Activity:
Set down exactly the lines in the records below that run from the line with "of (194, 77)." to the line with "Please identify the silhouetted", inclusive, and nothing more.
-=-=-=-=-
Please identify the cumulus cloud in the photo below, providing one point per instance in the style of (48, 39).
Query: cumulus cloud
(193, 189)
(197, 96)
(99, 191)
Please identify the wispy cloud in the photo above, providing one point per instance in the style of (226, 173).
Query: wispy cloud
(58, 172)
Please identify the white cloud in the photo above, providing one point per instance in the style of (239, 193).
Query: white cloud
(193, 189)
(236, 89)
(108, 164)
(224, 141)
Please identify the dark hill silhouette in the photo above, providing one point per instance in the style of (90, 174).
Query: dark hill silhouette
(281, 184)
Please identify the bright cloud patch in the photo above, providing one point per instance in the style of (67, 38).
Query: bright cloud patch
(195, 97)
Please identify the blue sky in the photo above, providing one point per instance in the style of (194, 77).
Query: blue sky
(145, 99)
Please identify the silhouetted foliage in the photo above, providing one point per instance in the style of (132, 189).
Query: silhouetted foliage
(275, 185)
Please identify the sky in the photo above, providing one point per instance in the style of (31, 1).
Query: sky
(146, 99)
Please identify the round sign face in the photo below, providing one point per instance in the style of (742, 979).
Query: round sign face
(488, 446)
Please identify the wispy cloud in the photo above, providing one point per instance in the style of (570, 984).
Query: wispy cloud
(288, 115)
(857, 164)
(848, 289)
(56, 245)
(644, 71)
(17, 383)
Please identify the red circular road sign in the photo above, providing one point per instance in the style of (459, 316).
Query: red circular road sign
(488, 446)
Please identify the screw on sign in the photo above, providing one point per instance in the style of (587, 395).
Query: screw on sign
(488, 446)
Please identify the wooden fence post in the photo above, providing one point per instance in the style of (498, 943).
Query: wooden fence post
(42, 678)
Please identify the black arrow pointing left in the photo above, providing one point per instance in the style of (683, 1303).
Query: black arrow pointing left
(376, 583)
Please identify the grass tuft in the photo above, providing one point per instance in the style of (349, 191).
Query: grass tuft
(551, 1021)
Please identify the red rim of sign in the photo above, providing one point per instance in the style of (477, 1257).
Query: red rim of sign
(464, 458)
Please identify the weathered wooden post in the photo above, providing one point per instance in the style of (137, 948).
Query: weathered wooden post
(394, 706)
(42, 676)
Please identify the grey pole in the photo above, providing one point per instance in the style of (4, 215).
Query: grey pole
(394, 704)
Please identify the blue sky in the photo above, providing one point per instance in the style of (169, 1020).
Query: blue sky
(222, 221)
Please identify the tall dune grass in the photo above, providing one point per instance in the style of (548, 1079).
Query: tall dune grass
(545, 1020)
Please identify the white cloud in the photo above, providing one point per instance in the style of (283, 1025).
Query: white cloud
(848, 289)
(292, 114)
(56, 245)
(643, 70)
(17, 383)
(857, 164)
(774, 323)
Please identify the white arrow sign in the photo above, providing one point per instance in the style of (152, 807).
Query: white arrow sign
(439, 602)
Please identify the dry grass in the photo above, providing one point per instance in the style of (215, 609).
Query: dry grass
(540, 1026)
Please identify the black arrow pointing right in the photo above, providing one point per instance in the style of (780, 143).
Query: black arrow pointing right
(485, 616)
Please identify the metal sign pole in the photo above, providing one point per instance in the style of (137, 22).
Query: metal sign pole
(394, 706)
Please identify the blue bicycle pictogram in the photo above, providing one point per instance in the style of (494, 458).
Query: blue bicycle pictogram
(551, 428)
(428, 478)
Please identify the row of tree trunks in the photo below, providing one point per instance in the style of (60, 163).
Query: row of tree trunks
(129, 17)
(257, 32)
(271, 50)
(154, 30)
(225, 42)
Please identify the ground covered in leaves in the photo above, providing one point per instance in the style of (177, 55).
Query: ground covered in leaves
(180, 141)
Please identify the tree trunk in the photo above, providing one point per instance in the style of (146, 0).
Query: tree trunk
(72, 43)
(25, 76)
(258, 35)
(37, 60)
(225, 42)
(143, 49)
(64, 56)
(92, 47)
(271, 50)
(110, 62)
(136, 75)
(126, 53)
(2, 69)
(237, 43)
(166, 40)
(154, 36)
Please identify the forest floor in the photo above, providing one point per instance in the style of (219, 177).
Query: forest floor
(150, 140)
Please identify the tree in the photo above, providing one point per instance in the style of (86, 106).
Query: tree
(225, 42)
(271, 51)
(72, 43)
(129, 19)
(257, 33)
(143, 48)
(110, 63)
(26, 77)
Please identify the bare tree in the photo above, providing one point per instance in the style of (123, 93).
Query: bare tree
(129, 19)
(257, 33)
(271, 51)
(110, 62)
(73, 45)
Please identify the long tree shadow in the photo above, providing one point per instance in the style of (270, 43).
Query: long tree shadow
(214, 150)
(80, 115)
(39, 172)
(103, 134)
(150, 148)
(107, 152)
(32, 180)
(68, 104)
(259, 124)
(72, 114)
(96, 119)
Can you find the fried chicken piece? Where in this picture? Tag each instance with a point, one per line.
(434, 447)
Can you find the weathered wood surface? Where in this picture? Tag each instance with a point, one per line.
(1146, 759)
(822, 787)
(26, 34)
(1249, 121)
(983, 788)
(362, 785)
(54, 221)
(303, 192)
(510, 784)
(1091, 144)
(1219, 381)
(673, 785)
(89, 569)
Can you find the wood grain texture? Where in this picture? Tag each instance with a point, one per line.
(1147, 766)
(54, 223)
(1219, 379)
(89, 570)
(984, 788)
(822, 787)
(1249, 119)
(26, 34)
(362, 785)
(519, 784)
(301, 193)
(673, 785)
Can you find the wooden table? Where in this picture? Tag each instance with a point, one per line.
-=-=-=-=-
The answer:
Please identify the blue sky in the photo above, providing one point per instance in the style of (194, 77).
Query: blue sky
(145, 99)
Please identify the silhouetted foliage in the photo above, providing one point per instance in the style of (132, 189).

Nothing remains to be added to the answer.